FA宣言後、既定路線通り巨人入りを決めた大竹。プロテクトの当落線上……いや、ほとんど確実にプロテクトされると誰もが思っていたなか、まさかの枠外となり、カープへ入団した一岡竜司。

当時は大竹流出を悲観するよりも、一岡獲得に歓喜しているファンが多かった。俺もその1人だった。開幕前には大竹よりも活躍するのでは? といった風潮もあった。気がする。

と書くと、年俸1億円10勝10敗の大竹をくさしているようだが、なにも大竹がカープにとって不要な選手だったというわけではない。その年のドラフトで本格派投手を補強できていた(3球団が競合した大瀬良! そして九里!)のが大きかった。野球好きの一つの習性として開幕前には新戦力をポジるというのもある。マエケンもいる。バリントンもいる。新戦力にも期待が持てる。大竹がいなくなってもどうにかなるだろう、である。

とにかく、一岡は大竹の喪失によるマイナス以上の期待をもってカープに迎え入れられ、応援され続けた。要因は年齢と二軍成績の良さか。ただ、それに加えてカープファン好みの「ひたむきさ」があったからなんじゃないか、と俺はいま振り返る。

移籍直前まで巨人で少しでも戦力になろうと海外リーグに挑戦していたし、プロテクト漏れには涙も流したという。カープに移籍してからは試合で嫌な顔ひとつせず、淡々と腕を振る。怪我を抱えながらも投げ込みを欠かさない……。

「派手にしようとしても、僕は派手にならないですから。いつ野球人生が終わるか分からない。だから1試合1試合に全力を尽くすんです」

https://number.bunshun.jp/articles/-/828460?page=5

引退会見で問われた「最も印象に残っているマウンド」について、移籍直後の紅白戦と答えていたのにも通じる一岡の野球観だ。

作業内容 -
1 – 一岡竜司についての文章に関する次の問いに答えてください。
(a) 大竹はFA宣言後、どの球団に入ったか?
(b) その年のドラフトで3球団が競合した投手は誰か?
(c) 引退会見で「最も印象に残っているマウンド」を問われ、一岡は何と答えたか?
2 – 一岡竜司についての文章のうち、「とにかく、一岡は大竹の喪失に」から「のにも通じる一岡の野球観だ。」までをすべて、一字一句変えずに書き写してください。

コレクションから抜粋したエントリ
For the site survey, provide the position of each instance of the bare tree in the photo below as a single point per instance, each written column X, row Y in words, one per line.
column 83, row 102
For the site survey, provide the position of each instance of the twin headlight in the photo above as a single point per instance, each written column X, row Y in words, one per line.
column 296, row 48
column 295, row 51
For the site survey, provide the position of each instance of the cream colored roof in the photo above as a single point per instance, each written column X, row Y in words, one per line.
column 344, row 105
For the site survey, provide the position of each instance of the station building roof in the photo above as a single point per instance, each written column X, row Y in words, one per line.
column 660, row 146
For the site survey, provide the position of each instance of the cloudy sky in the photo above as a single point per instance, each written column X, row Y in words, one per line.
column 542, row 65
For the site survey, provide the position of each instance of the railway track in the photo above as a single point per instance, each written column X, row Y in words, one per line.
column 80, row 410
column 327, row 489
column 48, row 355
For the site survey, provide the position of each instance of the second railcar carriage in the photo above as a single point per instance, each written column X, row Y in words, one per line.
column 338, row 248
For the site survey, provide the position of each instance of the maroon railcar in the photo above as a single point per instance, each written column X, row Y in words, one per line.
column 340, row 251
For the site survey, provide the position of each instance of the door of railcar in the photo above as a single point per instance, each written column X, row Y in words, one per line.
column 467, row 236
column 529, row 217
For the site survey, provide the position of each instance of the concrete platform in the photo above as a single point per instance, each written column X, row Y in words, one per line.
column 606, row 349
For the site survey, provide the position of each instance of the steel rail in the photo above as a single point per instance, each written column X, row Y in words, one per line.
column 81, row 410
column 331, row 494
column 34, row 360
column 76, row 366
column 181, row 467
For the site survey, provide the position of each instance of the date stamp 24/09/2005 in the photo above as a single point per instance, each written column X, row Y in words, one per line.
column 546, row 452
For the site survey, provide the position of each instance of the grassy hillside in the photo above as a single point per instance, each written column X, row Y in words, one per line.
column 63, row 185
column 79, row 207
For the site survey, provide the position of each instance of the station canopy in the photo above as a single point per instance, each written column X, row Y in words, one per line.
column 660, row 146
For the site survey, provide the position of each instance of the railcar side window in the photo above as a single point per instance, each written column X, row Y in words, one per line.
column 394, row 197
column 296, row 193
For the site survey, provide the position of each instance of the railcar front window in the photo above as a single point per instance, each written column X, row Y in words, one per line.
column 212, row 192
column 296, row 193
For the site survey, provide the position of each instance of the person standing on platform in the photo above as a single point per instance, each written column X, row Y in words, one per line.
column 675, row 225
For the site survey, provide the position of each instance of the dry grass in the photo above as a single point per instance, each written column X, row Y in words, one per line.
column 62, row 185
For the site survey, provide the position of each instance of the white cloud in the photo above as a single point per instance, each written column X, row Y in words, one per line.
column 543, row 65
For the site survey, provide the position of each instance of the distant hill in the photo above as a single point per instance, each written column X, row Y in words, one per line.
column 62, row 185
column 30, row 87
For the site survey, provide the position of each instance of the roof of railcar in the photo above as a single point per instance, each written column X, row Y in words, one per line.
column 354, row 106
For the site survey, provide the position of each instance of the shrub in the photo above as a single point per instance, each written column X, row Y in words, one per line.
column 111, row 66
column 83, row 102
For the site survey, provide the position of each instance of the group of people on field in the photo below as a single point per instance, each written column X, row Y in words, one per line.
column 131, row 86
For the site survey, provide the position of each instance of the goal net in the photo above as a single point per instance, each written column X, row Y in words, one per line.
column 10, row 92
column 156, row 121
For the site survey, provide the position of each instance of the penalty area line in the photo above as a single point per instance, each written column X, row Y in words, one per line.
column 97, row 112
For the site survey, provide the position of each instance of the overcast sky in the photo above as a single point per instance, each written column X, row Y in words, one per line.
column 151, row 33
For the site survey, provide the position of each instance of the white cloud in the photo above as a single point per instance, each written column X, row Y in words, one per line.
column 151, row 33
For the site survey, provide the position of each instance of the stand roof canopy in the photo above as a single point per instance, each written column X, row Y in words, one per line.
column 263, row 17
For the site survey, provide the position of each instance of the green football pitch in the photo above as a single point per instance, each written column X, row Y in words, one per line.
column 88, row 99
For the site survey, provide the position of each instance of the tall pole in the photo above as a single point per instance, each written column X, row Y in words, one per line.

解答 -
1 –
(a) 巨人
(b) 大瀬良
(c) 移籍直後の紅白戦

2 –
とにかく、一岡は大竹の喪失によるマイナス以上の期待をもってカープに迎え入れられ、応援され続けた。要因は年齢と二軍成績の良さか。ただ、それに加えてカープファン好みの「ひたむきさ」があったからなんじゃないか、と俺はいま振り返る。

移籍直前まで巨人で少しでも戦力になろうと海外リーグに挑戦していたし、プロテクト漏れには涙も流したという。カープに移籍してからは試合で嫌な顔ひとつせず、淡々と腕を振る。怪我を抱えながらも投げ込みを欠かさない……。

「派手にしようとしても、僕は派手にならないですから。いつ野球人生が終わるか分からない。だから1試合1試合に全力を尽くすんです」

https://number.bunshun.jp/articles/-/828460?page=5

引退会見で問われた「最も印象に残っているマウンド」について、移籍直後の紅白戦と答えていたのにも通じる一岡の野球観だ。